◆ **DIRECTIONS FOR THIS TASK**: Could you write out everything from the line containing "Might I trouble you for the coordinates of the beetle hind" down to the end of the material, swapping "hind leg" for "rear leg" and leaving all else untouched?

◆ **STORED ROWS**:

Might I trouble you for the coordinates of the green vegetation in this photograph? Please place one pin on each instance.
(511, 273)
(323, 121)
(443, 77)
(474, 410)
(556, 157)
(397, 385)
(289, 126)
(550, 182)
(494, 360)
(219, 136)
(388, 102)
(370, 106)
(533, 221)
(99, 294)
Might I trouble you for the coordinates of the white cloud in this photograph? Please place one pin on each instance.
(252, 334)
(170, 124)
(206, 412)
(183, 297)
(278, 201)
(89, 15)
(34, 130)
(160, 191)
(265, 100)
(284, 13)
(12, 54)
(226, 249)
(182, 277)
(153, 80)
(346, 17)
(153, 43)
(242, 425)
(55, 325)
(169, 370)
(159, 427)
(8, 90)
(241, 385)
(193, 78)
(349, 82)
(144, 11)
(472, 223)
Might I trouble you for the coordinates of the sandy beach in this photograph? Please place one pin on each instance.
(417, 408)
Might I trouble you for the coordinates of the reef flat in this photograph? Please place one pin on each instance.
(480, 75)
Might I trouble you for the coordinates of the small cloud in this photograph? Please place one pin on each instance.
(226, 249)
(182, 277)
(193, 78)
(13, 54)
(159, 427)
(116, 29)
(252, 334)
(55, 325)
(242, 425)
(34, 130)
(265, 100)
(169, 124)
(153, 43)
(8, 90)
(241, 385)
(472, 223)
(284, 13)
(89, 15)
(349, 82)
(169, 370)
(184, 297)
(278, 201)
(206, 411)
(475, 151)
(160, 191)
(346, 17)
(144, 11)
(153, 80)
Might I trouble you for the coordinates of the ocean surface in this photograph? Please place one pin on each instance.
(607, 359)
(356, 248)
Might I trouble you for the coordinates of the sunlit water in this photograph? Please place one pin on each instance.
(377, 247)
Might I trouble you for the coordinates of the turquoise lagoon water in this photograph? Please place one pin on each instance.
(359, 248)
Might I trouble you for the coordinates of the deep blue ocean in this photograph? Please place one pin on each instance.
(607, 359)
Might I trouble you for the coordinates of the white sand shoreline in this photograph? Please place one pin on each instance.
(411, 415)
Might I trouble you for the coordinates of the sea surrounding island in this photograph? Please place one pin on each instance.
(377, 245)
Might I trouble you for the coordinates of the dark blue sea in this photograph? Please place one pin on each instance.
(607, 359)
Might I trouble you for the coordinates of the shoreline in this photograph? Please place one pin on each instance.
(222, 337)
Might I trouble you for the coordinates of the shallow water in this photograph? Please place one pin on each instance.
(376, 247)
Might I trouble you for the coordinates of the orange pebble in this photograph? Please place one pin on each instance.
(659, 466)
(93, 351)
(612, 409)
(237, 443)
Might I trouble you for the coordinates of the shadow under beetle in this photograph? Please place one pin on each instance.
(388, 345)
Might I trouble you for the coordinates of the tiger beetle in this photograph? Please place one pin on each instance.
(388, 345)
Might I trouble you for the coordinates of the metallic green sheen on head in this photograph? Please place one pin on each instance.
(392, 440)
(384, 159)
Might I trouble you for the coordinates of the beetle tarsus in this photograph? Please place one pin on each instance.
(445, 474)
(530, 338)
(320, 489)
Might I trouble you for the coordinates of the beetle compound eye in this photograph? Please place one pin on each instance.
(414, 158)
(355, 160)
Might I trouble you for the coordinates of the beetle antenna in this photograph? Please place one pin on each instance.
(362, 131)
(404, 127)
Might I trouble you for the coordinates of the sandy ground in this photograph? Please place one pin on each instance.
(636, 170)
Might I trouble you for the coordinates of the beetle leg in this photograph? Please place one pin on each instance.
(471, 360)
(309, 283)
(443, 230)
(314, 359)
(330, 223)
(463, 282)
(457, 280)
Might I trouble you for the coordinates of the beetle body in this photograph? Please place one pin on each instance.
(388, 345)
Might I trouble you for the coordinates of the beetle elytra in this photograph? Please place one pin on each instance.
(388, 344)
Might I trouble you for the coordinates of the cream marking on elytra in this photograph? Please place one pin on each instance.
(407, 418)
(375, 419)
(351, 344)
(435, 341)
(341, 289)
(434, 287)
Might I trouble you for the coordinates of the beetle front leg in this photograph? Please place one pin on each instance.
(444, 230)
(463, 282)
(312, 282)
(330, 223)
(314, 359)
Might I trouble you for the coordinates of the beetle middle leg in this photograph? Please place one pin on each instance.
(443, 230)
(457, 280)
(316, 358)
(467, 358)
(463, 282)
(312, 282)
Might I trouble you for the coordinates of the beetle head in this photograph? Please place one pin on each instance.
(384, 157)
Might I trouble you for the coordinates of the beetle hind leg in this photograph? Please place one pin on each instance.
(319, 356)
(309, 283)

◆ **EXERCISE SOLUTION**:
Might I trouble you for the coordinates of the beetle rear leg in this photograph? Please place one pin on each instance.
(319, 356)
(309, 283)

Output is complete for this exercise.